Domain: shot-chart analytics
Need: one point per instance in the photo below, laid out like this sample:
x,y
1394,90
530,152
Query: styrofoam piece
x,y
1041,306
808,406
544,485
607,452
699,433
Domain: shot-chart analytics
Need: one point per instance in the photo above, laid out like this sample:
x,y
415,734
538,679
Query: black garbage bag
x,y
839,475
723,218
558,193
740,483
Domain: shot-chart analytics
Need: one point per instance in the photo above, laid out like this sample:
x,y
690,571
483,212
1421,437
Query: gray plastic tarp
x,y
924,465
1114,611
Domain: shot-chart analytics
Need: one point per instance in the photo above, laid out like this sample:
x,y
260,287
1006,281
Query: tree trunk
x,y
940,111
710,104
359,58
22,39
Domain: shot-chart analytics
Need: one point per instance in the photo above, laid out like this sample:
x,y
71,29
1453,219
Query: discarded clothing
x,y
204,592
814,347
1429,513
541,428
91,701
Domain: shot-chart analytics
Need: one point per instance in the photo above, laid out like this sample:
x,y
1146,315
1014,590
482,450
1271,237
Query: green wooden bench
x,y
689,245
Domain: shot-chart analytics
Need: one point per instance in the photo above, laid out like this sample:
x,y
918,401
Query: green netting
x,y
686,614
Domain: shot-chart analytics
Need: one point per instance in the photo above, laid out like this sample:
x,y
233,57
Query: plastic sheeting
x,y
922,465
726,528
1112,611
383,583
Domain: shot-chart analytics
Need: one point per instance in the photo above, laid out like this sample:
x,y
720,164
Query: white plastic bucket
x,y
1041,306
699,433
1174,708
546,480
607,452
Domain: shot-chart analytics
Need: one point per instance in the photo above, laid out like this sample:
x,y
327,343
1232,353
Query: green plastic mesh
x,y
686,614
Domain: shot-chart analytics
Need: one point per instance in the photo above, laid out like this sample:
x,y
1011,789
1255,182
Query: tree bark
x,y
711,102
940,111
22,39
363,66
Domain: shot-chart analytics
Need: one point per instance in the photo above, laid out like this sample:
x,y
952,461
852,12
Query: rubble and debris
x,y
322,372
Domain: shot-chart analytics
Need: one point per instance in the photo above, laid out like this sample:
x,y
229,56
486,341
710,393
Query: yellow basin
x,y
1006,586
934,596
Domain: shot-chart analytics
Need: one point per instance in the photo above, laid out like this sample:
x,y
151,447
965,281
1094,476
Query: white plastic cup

#####

THE TASK | Repeat the listing above in full.

REPLY |
Domain: shot-chart analytics
Need: one point per instance in the photo below, laid out like this sample:
x,y
1394,90
530,152
Query: styrofoam piece
x,y
1041,306
808,406
544,485
607,452
699,433
Domain: shot-chart analytics
Need: one point per instance in the photo above, laid out like this sample:
x,y
415,734
538,679
Query: black garbage bag
x,y
839,475
723,218
558,193
740,483
Domain: shot-chart analytics
Need: one point per instance in the photo above, laid out like this sample:
x,y
690,571
483,212
1421,437
Query: gray plastic tarp
x,y
924,465
1114,611
Domain: shot-chart analytics
Need: one point per instance in the photo above, laid out like this sample:
x,y
260,287
1006,281
Query: tree trunk
x,y
940,111
710,104
359,58
22,39
Domain: shot-chart analytics
Need: one point per instance in the photo above, laid out like this sample:
x,y
71,29
1453,219
Query: discarded clothing
x,y
204,592
814,347
1429,513
541,428
91,701
Domain: shot-chart analytics
Need: one point per instance in the photo above, laid out like this sample:
x,y
1146,315
1014,590
482,450
1271,237
Query: green wooden bench
x,y
689,245
Domain: shot-chart analytics
Need: one point per instance in the photo above, laid out like this sample:
x,y
918,401
Query: green netting
x,y
686,614
Domain: shot-chart analytics
Need: one point per instance in the photo above, laid out like this sample:
x,y
233,57
Query: plastic sheeting
x,y
922,465
726,528
1112,611
383,583
Domain: shot-chart analytics
Need: one point per instance in the photo above, laid out like this sample:
x,y
720,164
Query: white plastic bucket
x,y
1041,306
699,433
1174,708
546,480
607,452
Domain: shot-chart analytics
Need: one point per instance in the photo above, laid out like this sample:
x,y
327,343
1232,353
Query: green plastic mesh
x,y
686,614
Domain: shot-chart analytics
Need: one point per instance in the photo above, laid out like this sample:
x,y
1011,789
1255,182
Query: tree bark
x,y
711,102
940,111
22,39
363,66
Domain: shot-chart analytics
Need: one point per instance in the photo above, laid out like this sample:
x,y
952,461
852,12
Query: rubble and debris
x,y
322,372
Domain: shot-chart analytics
Need: one point per instance in the photo above, laid out like this sample:
x,y
229,56
486,341
710,393
Query: yellow basin
x,y
1006,586
934,596
Domain: shot-chart analytics
Need: one point per instance in the photo above, laid out like this sample:
x,y
151,447
965,281
1094,476
Query: white plastic cup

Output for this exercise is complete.